What is meant by the term lipolytic ?
> breaking down fats (lipids)into simpler substances
What is meant by the term emulsifying ?
> breaking (fat) droplets into smaller ones
Why do you think that the milk was made alkaline before the experiment? (2 reasons)
> because lipase acts in the
alkaline conditions of the intestine
> when the fatty acids are produced, they neutralise the alkali and cause the indicator to change colour
Whereabouts in the body is lipase produced, i.e. Which organ makes it?
Whereabouts in the body is lipase released, i.e Where does it mix with "food" to be digested?
What sort of physical conditions exist there?
>alkaline (warm, wet, etc)
Whereabouts in the body is bile produced, i.e. Which organ makes it?
Whereabouts in the body is bile stored?
> gall bladder
What do you think is the role of bile salts in this experiment?
> to emulsify fat, i.e. make droplets smaller and increase the surface area so as to make it more easily broken down by lipase
Which tube or tubes shows/show a change first?
> 2 ?

::::::

▶ Task to complete:
Answer these from the notes on fat digestion:
1. What does the term emulsifying mean, according to the notes?
2. Where is bile stored in the body?
3. What kind of conditions do the notes give for the place where lipase works?

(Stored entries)
::::::

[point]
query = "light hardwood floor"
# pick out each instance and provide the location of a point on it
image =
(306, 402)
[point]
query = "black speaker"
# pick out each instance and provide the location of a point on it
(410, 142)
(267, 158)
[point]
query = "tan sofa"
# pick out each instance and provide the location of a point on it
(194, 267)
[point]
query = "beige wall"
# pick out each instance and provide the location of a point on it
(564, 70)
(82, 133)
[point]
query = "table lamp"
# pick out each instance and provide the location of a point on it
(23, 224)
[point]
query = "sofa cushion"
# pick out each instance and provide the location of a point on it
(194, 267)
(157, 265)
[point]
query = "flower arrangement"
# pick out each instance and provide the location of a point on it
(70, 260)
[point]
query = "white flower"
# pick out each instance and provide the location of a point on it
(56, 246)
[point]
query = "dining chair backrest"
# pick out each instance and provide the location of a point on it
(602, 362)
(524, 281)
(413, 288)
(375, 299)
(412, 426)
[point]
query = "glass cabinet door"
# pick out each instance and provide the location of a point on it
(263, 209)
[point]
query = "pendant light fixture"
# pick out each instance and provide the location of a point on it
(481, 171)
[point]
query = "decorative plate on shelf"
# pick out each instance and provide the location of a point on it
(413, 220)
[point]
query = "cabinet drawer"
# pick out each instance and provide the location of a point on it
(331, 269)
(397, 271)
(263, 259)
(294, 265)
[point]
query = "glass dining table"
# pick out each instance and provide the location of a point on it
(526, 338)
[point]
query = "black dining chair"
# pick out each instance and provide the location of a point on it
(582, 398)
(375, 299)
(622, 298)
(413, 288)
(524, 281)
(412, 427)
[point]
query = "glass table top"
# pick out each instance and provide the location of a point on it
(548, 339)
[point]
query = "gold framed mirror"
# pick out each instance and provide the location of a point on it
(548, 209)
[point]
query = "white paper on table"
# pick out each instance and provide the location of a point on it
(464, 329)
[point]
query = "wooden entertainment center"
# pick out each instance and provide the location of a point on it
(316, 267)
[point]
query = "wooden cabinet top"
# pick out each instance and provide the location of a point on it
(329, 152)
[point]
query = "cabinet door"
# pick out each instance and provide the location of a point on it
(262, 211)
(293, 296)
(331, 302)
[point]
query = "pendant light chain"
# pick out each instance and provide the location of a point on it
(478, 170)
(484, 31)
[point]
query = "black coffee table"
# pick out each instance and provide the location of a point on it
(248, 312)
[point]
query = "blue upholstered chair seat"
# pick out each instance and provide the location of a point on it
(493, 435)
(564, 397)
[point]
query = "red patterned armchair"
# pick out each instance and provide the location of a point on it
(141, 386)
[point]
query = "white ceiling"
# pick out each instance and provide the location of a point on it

::::::

▶ Response for this exercise:
1. Breaking (fat) droplets into smaller ones.
2. The gall bladder.
3. Alkaline (warm, wet, etc).